## Source material

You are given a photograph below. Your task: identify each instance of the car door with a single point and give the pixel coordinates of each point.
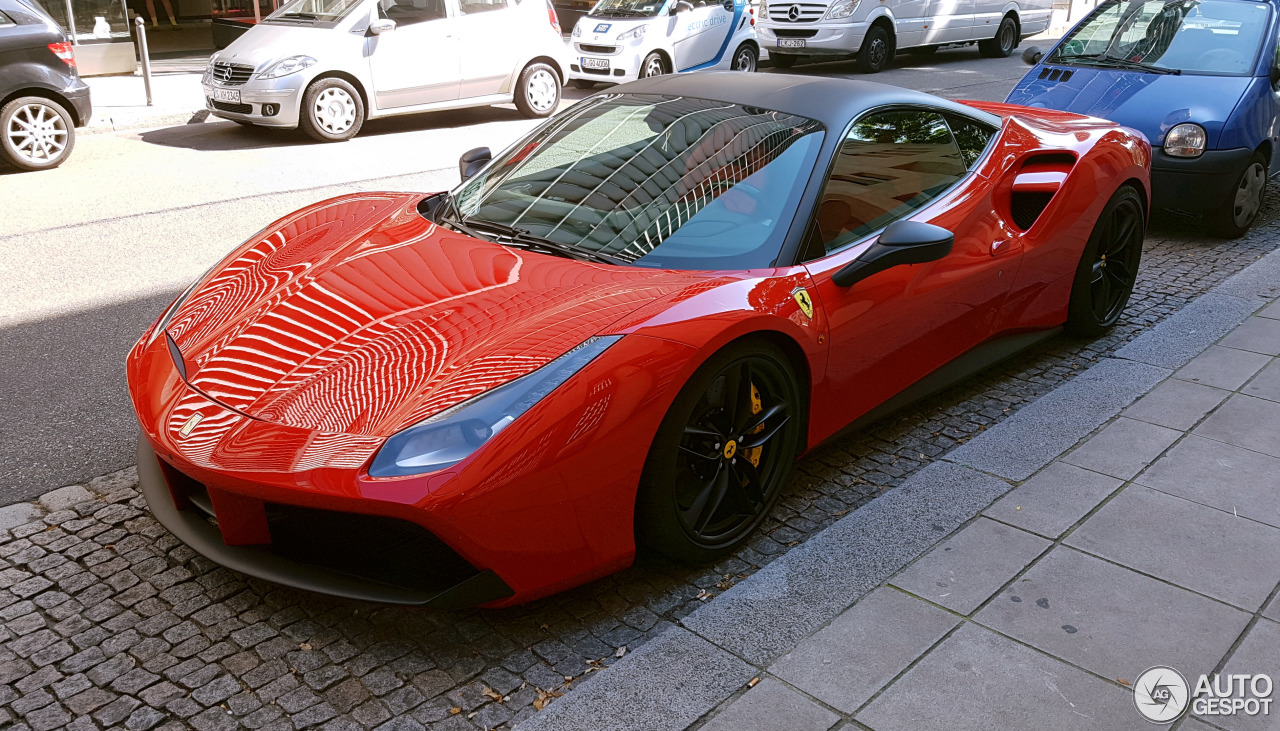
(899, 325)
(416, 63)
(700, 32)
(490, 32)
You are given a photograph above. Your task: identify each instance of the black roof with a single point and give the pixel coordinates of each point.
(833, 101)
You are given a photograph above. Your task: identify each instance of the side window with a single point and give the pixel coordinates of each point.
(972, 136)
(410, 12)
(890, 164)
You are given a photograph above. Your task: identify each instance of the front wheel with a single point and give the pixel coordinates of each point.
(876, 50)
(1109, 266)
(332, 110)
(1244, 204)
(722, 455)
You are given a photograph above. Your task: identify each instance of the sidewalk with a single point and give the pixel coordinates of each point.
(1127, 520)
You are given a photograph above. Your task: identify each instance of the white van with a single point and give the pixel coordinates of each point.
(876, 30)
(625, 40)
(327, 65)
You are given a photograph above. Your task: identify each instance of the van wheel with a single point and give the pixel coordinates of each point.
(1002, 45)
(877, 48)
(39, 135)
(538, 91)
(332, 110)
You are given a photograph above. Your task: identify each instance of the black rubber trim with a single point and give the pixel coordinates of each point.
(256, 561)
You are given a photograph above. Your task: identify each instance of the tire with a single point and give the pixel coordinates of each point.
(36, 133)
(876, 51)
(653, 65)
(784, 60)
(332, 110)
(1244, 202)
(702, 496)
(1005, 41)
(538, 91)
(1109, 266)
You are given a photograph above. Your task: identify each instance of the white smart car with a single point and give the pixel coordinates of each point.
(327, 65)
(625, 40)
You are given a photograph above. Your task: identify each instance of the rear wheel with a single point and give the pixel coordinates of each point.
(876, 50)
(1242, 209)
(1002, 45)
(722, 455)
(538, 91)
(1109, 266)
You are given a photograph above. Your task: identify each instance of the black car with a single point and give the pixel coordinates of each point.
(42, 99)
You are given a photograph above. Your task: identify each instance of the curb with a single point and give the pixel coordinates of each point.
(693, 667)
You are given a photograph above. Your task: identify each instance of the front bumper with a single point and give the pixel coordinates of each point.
(283, 94)
(831, 39)
(1196, 186)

## Goal
Please put every line of the rows above into a JSON list of strings, one string per line, with blank lines left out. Leave the pictures out of the list.

## In response
[
  "You are given a photograph below. Your task: identify each instance of the car door with a single point and give the pixel coordinates of each point.",
  "(899, 325)",
  "(416, 63)",
  "(700, 32)",
  "(490, 32)",
  "You are given a photograph above. Your task: identify each instance of the black roof with a single point and give the pixel coordinates of each point.",
  "(833, 101)",
  "You are given a photograph above. Your task: identify each instance of the side window with a single point and give the pixel coordinates of each point.",
  "(972, 136)",
  "(410, 12)",
  "(890, 164)",
  "You are given a photograph above. Your task: identify each instance of the front wheel with a single point and give the pixel coordinates of each point.",
  "(876, 50)",
  "(1109, 266)",
  "(332, 110)",
  "(1244, 204)",
  "(722, 455)",
  "You are given a photograph above. Your task: identify each instance of the sidewalk with a single point and give the pixel coordinates of each point.",
  "(1127, 520)",
  "You are given a photograph above. Your task: identify each instance of the white van with a single point and give the pixel coordinates of each point.",
  "(876, 30)",
  "(625, 40)",
  "(327, 65)",
  "You are given a photograph above. Your task: identify each instance of the van wheel with a single point and give the pixel coordinates of each point.",
  "(1002, 45)",
  "(877, 48)",
  "(39, 135)",
  "(538, 91)",
  "(332, 110)",
  "You are given a photograph above. Your task: identify each instance of the black rubber trim with a single point and give the pixel coordinates of each point.",
  "(256, 561)",
  "You are given a photograph above. Your task: identify each instance of the tire with a single point and give the pixel coordinates of each point.",
  "(36, 133)",
  "(876, 51)",
  "(653, 65)",
  "(784, 60)",
  "(332, 110)",
  "(1244, 202)",
  "(702, 496)",
  "(1005, 41)",
  "(538, 91)",
  "(1109, 266)",
  "You are given a photograph above. Your task: identify each instance of the white smart car with a single point and give the pixel coordinates of each point.",
  "(327, 65)",
  "(625, 40)",
  "You are given a photograph above. Your task: identify each instance of the rear wheel with a single point and give the pixel coordinates of each point.",
  "(876, 50)",
  "(1242, 209)",
  "(1002, 45)",
  "(722, 455)",
  "(538, 91)",
  "(1109, 266)",
  "You are given a photograph above. Your task: identify each instance of the black car with a single point and give the pixel coordinates of each point.",
  "(42, 99)",
  "You are given a photograph above. Your task: identify each instance of the curb with a single point and give the pixel coordinates of each point.",
  "(693, 667)",
  "You are given a photograph above. Your task: identify each instance of the front bumper with a single point and give the pixel coordinates of each point.",
  "(283, 94)",
  "(831, 39)",
  "(1196, 186)"
]